• **EXTRAIT FOURNI**
┄┄┄┄┄┄┄┄┄┄┄┄┄┄┄┄┄┄┄┄

Quelle est la situation aujourd’hui à Breil-sur-Roya ?

On commence à sortir de la phase d’urgence et à pouvoir entamer la phase de reconstruction. Aujourd’hui, toute la logistique, qui avait été mise en place pour approvisionner toutes les communes du haut de la vallée de la Roya, diminue d’ampleur au fur et à mesure que les voies d’accès sont rétablies. On a franchi cette semaine [cette interview a été réalisée mercredi 25 novembre — NDLR] une grande étape avec la réouverture d’une voie d’accès routière entre Fontan et Saint-Dalmas-de-Tende. Et comme à chaque fois qu’on fait un pas en avant, une nouvelle difficulté se présente, on a appris hier [mardi 24 novembre 2020 – NDLR] que la ligne ferroviaire entre Fontan et Saint-Dalmas-de-Tende était fragilisée et qu’elle devait donc être fermée pendant trois semaines. En haut de la vallée de la Roya, on est resté beaucoup plus longtemps dans la phase d’urgence qu’à Breil, parce qu’ils étaient enclavés. Et au fur et à mesure que l’on arrive à rétablir des voies d’accès, on peut envisager un retour à la normale et la phase de reconstruction.

┄┄┄┄┄┄┄┄┄┄┄┄┄┄┄┄┄┄┄┄

• **DONNÉES FOURNIES**
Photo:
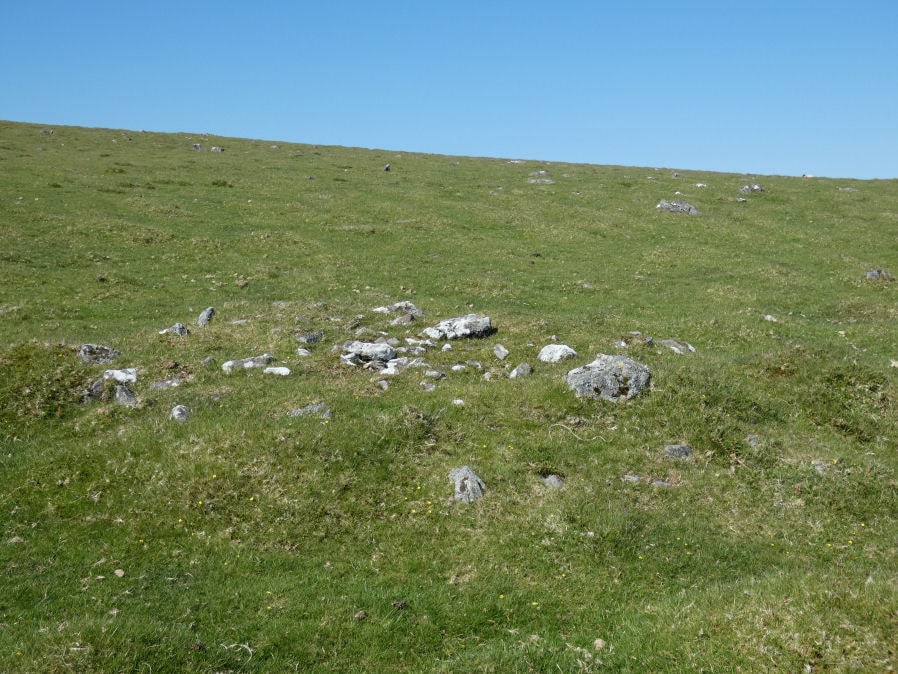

┄┄┄┄┄┄┄┄┄┄┄┄┄┄┄┄┄┄┄┄

• **CONSIGNES**
1) Quelles communes l'extrait sur Breil-sur-Roya désigne-t-il par leur nom ? Citez chacune une seule fois.
2) Donnez la suite de l'extrait sur Breil-sur-Roya.

• **RÉPONSES PAR CONSIGNE**
1) Breil-sur-Roya, Fontan, Saint-Dalmas-de-Tende

2)
Avez-vous l’eau potable ?

À Breil, un quartier reste privé d’eau potable. Cela concerne une demi-douzaine d’habitations. Mais l’eau potable et l’électricité ont été rétablies partout sur la commune les jours qui ont suivi la catastrophe. De temps en temps, une analyse de l’Agence régionale de santé (ARS) nous dit qu’elle est impropre à la consommation, donc on redistribue un peu d’eau jusqu’à ce que ça revienne à la normale.

Quelles sont vos priorités aujourd’hui ?

Notre priorité, c’est d’abord le relogement de toutes les familles qui ont perdu leur domicile ou qui ont dû être évacuées parce que nous avions des inquiétudes sur la stabilité de leur bâtiment. Un certain nombre d’entre elles sont logées de façon provisoire soit chez de la famille, soit chez des amis ou dans des hôtels aux frais des assurances, soit dans des hébergements qu’ils ont trouvés rapidement. On essaie de leur trouver des solutions plus pérennes, et surtout des solutions de relogement sur place car l’objectif, c’est bien sûr de pouvoir garder ces familles à Breil et dans la vallée de la Roya.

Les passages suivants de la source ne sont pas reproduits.